Seit dem Sommersemester 2022 arbeiten Jenny Brockmann und Moritz Wehrmann als künstlerische Mitarbeitende im Fachbereich Medienwissenschaft der Fakultät Medien. Mit einer Vielzahl an künstlerisch forschenden Werkmodulen bereichern sie seitdem das Lehrangebot der Fakultät. Zentraler Ort der Lehrveranstaltungen ist das neu installierte bauhaus.medien.bühnen Labor. Ein Name, der neugierig macht. Höchste Zeit einmal nachzufragen, was es damit auf sich hat.
Was kann man sich unter dem bauhaus.medien.bühnen Labor (b.m.b. lab) vorstellen?
Jenny Brockmann:
Das bauhaus.medien.bühnen Labor wurde im Sommersemester 2022 von Moritz [Wehrmann] und mir begonnen. Es entwickelt Konzepte, in denen ein Zwischenfeld geschaffen wird, das sich durch Wissenschaft, Kunst und Philosophie bewegt. In Labor und Bühne verbindet sich die Praxis der Künste mit der Praxis der Theorie, die wir als plastische Praktiken ansehen.
Gerade für den Fachbereich Medienwissenschaft, in dem das Labor strukturell verankert ist, ist die Theorie als Grundlage von Prozessen, Objekten und Praktiken von großer Bedeutung, da das Denken sich immer in Körpern, Alltags- und nichtalltäglichen Welten artikuliert.
Moritz Wehrmann:
Das bauhaus.medien.bühnen Labor ist:
Ein Ort, der dem Zufall Raum gibt.
Ein Ort für Experimente im digitalen und analogen Raum, sowie dazwischen.
Ein Ort, der einlädt, neue Formen der Wissenschaft anzutreiben.
Ein Ort des Wandels, der sich anpassen lässt, wenn andere Orte nicht passen.
Der Name des Labors spielt ja auf das historische Bühnenkonzept des klassischen Bauhauses an. Wie ist das zu verstehen?
Moritz Wehrmann:
Das Labor steht einerseits in der Tradition des historischen Bauhauses und steht für den experimentellen Geist, der hier sehr unterschiedliche Disziplinen miteinander in Berührung bringen und miteinander reagieren lassen möchte. Andererseits setzt es den Fokus aber auf aktuelle Themen und beweihräuchert die Bauhaus-Vergangenheit nicht nur. Sowohl die historische Bauhausbühne als auch das bauhaus.medien.bühnen Labor sind Orte deren Fokus auf dem Ausprobieren statt der Aufführung liegt. Natürlich kann und soll das, was passiert, auch gezeigt werden, aber es steht eben nicht an erster Stelle und ist auf keinen Fall als eine Form des Theaters im Sinne von ‚hier Bühne – dort Publikum‘ zu verstehen. Das Labor schafft somit eher einen Raum, in dem Dinge, Vorgänge, Experimente, Ideen in die Welt treten können. Es ist ein geschützter Raum, aber auch ein Raum des Risikos.

Aufgabe ▸
In welchem Fachbereich ist das Labor laut dem Text über das bauhaus.medien.bühnen Labor strukturell verankert?

[Auszüge aus einem Datensatz zur Punktbeschriftung]
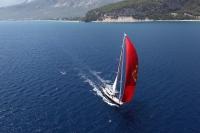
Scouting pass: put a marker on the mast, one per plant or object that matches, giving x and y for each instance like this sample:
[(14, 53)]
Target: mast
[(122, 60), (119, 69)]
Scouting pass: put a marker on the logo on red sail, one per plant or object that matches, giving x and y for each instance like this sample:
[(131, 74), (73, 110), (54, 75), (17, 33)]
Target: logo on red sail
[(135, 73)]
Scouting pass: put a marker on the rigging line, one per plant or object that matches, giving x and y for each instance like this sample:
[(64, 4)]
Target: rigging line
[(122, 66)]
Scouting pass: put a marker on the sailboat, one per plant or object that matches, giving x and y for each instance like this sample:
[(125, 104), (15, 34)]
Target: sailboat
[(128, 81)]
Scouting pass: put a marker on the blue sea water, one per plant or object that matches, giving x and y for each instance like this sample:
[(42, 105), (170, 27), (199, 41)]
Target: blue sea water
[(51, 75)]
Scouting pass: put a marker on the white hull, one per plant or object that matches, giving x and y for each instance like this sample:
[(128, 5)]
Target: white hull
[(113, 98)]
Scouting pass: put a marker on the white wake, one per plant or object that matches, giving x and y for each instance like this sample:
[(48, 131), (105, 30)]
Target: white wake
[(97, 82)]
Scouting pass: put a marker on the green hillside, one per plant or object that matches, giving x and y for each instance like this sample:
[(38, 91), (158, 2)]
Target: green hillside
[(151, 9)]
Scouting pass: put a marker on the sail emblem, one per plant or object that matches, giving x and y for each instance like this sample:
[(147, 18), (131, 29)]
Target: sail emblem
[(135, 73)]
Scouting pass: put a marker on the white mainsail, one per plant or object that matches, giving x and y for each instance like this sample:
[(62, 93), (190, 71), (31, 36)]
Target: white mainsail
[(119, 69)]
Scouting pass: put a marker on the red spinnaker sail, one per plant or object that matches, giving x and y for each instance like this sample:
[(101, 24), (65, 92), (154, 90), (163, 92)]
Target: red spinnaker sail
[(131, 71)]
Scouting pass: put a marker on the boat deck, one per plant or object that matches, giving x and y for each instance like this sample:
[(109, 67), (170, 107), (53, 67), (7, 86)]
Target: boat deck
[(113, 98)]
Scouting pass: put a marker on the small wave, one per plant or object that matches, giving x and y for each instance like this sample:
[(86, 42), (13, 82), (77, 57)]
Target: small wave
[(62, 72), (97, 88)]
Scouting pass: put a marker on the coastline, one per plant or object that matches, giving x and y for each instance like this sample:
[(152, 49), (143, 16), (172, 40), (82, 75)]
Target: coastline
[(130, 20)]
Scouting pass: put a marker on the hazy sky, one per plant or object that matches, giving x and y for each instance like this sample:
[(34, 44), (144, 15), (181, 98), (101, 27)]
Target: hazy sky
[(10, 2)]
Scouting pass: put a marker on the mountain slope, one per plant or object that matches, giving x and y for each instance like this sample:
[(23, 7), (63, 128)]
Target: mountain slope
[(44, 9), (147, 9)]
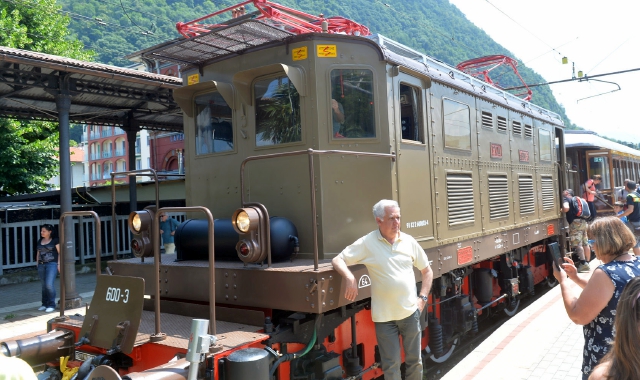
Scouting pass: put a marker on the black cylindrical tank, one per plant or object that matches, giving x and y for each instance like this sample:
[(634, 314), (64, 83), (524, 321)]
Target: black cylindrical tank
[(483, 281), (191, 239), (250, 363)]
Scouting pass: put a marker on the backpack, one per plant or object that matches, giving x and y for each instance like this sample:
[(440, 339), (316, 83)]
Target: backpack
[(582, 208)]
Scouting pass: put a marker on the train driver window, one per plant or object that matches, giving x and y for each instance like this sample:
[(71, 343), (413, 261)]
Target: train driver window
[(214, 131), (544, 137), (457, 125), (410, 115), (351, 104), (277, 111)]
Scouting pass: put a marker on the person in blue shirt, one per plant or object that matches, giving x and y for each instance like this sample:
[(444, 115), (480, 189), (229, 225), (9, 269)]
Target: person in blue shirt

Lösung ▸
Im Fachbereich Medienwissenschaft.